Kistik Fibrozis Hastalarının Bazılarında Ekmek Mayası Kısıtlaması Yararlı Olabilir!

kistik fibrozis

Kalıtsal bir hastalık olan kistik fibrozis hem annede hem de babada bulunan hastalık genlerini almış olan çocuklarda ortaya çıkar. Bu hastalıkta genetik olarak geçen ana bozukluk, akciğer, pankreas gibi dış salgıları olan organların salgıladıkları balgam, pankreas sıvısı gibi sıvıların kıvamlarının artmış olmasıdır. Bu hastaların küçük soluk borularında balgam tıkaçları, akciğerlerinde kistik genişlemeler ve fibroz doku artışı vardır. Sık tekrarlayan akciğer infeksiyonları hastaları çok yorar. Fibroz doku, hasarlanan yerleri onarmak amacıyla işlev yapan hücre ve dokuların yerine geçen bağ dokusudur.

■ ■ ■ ■ ■ ■ ■

◆ **Yönerge 1**
Kistik fibrozis metnine göre şu soruları yanıtlayın:
(a) Kistik fibrozis hangi çocuklarda ortaya çıkar?
(b) Hastaların küçük soluk borularında ne bulunur?
(c) Fibroz doku nedir?
◆ **Yönerge 2**
Kistik fibrozis metnini son cümlesinden sonra sürdürün.
Satırlara başvurmanız gerekmez.

■ ■ ■ ■ ■ ■ ■

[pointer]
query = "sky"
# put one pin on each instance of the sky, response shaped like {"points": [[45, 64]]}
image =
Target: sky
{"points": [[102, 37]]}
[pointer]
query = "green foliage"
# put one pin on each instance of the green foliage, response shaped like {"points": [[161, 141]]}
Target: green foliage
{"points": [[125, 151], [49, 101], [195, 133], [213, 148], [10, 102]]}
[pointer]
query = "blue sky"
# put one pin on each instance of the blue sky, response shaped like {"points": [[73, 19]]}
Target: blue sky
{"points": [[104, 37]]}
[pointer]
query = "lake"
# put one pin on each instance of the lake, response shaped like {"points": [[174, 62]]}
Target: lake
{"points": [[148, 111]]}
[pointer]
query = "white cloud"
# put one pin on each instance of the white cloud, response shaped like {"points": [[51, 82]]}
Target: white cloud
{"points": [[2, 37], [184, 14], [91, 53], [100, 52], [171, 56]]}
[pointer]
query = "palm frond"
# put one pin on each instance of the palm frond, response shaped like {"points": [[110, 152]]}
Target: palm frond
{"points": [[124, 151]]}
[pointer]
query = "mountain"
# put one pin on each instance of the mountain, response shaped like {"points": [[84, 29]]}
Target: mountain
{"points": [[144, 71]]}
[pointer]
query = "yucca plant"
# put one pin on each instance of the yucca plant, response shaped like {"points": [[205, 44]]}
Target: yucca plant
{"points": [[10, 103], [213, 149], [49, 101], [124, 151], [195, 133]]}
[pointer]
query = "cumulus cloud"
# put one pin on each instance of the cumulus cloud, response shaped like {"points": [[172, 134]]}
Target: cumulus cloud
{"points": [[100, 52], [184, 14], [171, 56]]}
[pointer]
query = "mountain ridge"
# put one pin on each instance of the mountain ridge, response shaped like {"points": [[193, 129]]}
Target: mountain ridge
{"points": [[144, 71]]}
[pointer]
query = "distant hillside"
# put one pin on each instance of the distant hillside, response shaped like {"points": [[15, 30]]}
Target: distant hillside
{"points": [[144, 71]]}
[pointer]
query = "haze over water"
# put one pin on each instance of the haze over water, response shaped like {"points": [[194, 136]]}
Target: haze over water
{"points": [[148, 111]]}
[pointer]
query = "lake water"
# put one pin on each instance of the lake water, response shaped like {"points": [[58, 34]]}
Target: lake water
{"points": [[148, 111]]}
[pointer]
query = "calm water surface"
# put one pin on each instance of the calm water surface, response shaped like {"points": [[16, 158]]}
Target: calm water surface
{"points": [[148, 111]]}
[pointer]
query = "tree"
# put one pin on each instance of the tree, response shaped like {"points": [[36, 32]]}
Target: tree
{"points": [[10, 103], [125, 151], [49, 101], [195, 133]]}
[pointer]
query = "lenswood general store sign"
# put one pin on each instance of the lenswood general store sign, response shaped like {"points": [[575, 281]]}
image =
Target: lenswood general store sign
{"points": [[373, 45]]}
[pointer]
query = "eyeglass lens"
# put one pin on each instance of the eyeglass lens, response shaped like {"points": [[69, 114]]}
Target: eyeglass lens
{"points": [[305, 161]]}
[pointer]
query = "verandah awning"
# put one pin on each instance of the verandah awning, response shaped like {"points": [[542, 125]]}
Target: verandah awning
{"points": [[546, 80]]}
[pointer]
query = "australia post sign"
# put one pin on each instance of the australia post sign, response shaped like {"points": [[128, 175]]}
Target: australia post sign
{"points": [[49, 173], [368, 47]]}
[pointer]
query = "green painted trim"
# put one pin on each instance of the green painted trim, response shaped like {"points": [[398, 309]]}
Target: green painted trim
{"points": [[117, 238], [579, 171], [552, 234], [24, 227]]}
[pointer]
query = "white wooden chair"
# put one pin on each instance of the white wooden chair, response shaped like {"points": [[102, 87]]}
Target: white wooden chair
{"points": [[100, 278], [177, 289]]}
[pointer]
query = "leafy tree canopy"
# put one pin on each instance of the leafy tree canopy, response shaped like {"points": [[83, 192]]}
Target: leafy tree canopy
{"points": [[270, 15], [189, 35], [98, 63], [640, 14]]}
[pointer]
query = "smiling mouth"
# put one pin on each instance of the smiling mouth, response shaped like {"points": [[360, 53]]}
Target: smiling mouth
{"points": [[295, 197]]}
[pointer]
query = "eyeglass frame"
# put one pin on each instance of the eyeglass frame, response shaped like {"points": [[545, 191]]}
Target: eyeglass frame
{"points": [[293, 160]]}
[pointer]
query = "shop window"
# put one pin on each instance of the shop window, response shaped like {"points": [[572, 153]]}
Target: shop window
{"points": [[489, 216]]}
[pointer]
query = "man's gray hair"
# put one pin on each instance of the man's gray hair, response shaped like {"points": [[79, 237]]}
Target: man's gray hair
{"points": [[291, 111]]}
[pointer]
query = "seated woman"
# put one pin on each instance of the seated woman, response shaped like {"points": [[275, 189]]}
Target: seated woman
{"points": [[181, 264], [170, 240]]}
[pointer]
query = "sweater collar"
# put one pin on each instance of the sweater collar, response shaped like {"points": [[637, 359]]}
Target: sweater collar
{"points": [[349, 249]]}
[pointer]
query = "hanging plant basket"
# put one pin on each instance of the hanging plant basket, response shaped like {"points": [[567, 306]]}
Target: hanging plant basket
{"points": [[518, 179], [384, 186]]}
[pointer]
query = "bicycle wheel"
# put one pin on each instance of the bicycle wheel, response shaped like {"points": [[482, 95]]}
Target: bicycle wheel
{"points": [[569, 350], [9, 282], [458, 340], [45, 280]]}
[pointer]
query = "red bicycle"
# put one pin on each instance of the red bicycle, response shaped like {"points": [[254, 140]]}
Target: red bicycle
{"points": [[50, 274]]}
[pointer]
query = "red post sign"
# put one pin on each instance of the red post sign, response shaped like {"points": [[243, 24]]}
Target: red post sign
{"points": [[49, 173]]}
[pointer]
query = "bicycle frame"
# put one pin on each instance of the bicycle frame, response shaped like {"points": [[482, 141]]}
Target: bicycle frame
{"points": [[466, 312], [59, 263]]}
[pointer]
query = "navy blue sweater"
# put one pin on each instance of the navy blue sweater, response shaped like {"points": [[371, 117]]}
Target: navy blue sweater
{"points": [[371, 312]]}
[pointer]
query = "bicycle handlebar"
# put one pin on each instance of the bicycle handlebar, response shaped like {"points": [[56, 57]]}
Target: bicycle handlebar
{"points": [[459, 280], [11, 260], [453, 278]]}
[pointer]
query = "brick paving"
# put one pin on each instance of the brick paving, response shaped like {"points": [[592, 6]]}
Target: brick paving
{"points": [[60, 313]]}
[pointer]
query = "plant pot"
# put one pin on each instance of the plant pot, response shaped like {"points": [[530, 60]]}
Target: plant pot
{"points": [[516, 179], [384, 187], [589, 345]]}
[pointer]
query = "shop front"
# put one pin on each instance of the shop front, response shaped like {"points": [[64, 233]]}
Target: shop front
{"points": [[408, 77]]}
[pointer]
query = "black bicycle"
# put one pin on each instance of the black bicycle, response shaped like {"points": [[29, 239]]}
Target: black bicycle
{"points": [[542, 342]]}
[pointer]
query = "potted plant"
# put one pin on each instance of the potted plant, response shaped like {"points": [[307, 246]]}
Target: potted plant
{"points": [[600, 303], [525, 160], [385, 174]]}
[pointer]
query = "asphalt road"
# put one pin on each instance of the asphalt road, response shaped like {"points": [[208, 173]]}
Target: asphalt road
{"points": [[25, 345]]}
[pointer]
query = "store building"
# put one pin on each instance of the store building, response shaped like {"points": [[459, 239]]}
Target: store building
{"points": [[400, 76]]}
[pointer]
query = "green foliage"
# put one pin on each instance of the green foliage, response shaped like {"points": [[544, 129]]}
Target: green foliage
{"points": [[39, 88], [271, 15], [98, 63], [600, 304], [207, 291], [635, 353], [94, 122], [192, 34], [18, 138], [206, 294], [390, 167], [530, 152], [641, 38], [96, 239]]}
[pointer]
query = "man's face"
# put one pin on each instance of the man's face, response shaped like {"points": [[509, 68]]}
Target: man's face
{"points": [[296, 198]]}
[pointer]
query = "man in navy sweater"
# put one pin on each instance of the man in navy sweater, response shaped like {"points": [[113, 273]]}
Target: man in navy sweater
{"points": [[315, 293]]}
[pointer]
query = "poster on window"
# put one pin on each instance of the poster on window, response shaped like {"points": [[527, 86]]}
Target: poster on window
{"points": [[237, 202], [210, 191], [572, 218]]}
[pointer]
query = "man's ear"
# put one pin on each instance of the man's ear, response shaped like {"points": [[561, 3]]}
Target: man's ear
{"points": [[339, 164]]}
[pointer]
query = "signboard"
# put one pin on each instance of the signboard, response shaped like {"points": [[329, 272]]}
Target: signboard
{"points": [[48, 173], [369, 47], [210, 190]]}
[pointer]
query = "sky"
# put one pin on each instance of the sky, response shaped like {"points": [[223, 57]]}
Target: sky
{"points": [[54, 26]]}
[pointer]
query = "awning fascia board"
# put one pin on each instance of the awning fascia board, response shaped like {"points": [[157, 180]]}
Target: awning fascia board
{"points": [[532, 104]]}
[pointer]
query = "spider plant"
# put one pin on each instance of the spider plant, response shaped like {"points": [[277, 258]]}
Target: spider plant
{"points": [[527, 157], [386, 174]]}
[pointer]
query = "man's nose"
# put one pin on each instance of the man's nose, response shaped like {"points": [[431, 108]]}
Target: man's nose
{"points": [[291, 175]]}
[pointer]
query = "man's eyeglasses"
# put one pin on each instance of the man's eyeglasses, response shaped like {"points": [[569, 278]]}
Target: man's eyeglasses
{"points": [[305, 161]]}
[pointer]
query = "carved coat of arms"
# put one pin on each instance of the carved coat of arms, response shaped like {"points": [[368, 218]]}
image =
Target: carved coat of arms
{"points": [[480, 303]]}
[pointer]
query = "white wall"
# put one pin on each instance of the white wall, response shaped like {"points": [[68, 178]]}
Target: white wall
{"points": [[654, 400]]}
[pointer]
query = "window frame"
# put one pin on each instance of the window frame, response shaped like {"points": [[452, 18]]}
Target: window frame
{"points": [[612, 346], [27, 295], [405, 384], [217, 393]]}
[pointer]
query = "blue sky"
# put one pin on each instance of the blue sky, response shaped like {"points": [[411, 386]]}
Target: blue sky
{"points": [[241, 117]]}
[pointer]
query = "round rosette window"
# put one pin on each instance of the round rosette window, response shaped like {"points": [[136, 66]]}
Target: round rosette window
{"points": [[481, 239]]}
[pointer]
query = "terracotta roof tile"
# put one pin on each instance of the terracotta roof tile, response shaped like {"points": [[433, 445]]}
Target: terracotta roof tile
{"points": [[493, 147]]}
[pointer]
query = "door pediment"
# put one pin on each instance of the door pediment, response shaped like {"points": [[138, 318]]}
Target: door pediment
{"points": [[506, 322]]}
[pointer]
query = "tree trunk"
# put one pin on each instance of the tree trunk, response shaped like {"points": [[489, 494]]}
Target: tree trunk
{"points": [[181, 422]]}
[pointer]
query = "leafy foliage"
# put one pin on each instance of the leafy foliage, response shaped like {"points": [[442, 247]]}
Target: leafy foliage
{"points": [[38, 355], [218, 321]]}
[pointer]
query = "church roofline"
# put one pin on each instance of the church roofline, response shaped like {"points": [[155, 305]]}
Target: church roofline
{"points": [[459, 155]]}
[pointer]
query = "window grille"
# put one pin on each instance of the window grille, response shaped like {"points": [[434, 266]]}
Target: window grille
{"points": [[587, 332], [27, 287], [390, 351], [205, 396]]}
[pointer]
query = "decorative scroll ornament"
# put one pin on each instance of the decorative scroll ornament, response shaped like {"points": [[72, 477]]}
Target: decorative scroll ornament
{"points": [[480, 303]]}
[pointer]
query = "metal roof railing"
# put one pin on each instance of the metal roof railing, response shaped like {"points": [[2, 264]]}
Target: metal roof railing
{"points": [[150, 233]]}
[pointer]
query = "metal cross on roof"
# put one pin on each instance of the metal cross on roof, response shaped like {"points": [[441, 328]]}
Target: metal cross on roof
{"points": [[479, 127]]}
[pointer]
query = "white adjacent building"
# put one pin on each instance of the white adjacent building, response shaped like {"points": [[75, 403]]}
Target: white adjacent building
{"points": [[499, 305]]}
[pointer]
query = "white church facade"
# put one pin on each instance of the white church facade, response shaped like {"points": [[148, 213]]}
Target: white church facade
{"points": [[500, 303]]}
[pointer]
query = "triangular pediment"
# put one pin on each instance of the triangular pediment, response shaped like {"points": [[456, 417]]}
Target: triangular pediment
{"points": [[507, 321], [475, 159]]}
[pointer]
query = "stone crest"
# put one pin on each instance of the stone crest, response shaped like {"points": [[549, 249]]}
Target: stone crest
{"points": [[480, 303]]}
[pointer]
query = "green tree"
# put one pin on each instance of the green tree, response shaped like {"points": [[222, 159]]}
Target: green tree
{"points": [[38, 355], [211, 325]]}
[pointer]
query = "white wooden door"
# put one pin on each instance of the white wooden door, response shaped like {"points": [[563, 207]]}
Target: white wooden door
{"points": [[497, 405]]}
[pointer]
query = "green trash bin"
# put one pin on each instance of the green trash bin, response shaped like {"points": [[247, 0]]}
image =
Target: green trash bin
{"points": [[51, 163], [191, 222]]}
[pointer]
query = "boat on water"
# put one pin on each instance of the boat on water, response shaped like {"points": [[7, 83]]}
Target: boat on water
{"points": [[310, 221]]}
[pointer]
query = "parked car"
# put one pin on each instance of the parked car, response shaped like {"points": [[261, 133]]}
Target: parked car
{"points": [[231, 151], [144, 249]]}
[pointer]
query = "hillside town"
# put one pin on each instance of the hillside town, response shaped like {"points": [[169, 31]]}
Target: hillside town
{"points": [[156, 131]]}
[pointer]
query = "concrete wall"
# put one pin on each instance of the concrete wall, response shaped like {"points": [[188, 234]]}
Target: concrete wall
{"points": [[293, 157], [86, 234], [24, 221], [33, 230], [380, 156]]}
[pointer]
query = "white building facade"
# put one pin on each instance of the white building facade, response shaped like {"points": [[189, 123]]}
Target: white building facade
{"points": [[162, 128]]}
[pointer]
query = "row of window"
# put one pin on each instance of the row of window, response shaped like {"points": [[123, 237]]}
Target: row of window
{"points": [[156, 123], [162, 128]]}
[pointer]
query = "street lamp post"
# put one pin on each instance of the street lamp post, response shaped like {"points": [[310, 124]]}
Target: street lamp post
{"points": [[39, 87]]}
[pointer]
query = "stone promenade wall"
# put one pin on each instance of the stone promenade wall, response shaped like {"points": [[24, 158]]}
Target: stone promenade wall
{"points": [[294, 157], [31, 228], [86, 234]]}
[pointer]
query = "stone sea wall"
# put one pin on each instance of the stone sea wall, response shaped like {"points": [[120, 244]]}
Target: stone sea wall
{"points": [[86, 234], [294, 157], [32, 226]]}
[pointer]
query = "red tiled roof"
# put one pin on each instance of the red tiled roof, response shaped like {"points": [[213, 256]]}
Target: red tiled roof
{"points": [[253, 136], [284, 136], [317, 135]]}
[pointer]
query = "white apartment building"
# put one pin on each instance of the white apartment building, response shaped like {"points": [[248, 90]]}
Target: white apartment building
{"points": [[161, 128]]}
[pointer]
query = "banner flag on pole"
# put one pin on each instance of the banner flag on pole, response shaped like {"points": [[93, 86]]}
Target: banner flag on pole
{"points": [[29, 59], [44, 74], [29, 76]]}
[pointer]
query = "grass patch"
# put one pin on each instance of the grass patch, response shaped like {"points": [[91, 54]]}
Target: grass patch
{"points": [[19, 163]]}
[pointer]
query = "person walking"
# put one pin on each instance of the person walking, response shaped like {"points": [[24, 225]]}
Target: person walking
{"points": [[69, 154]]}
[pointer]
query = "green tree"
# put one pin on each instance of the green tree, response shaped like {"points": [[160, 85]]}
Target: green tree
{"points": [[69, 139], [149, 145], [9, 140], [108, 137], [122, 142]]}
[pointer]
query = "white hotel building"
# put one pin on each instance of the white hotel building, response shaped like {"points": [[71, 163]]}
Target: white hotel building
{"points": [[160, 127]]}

■ ■ ■ ■ ■ ■ ■

◆ **Yanıt alanı 1**
(a) Hem annede hem de babada bulunan hastalık genlerini almış olan çocuklarda.
(b) Balgam tıkaçları.
(c) Hasarlanan yerleri onarmak amacıyla işlev yapan hücre ve dokuların yerine geçen bağ dokusu.

◆ **Yanıt alanı 2**
kistik fibrozis etkisinde kalan organlar

Kistik fibrozis ve mast hücreleri

Anne karnında kaybedilen kistik fibrozisli bebeklerin otopsilerinde, soluk borularında fazla sayıda mast hücresinin bulunduğu görülmüştür (1). Daha sonraki bir başka çalışmada, kistik fibrosizde akciğerde hem mast hücrelerinin sayıca arttığı hem de bu artışla akciğerdeki fibroz dokuda artma ve solunum fonksiyonlarında azalma şeklinde ilişki bulunduğu saptanmıştır (2). Bu bilgiler, doğuştan gelen bir özelliğin de, salgı yapan organların kanallarındaki mast hücrelerinin artması olduğu şeklinde yorumlanabilir. Akciğerde sayıca artmış mast hücrelerinin, karşılaştıkları antijenlerle daha şiddetli iltihaplar başlatabilmeleri büyük olasılıktır.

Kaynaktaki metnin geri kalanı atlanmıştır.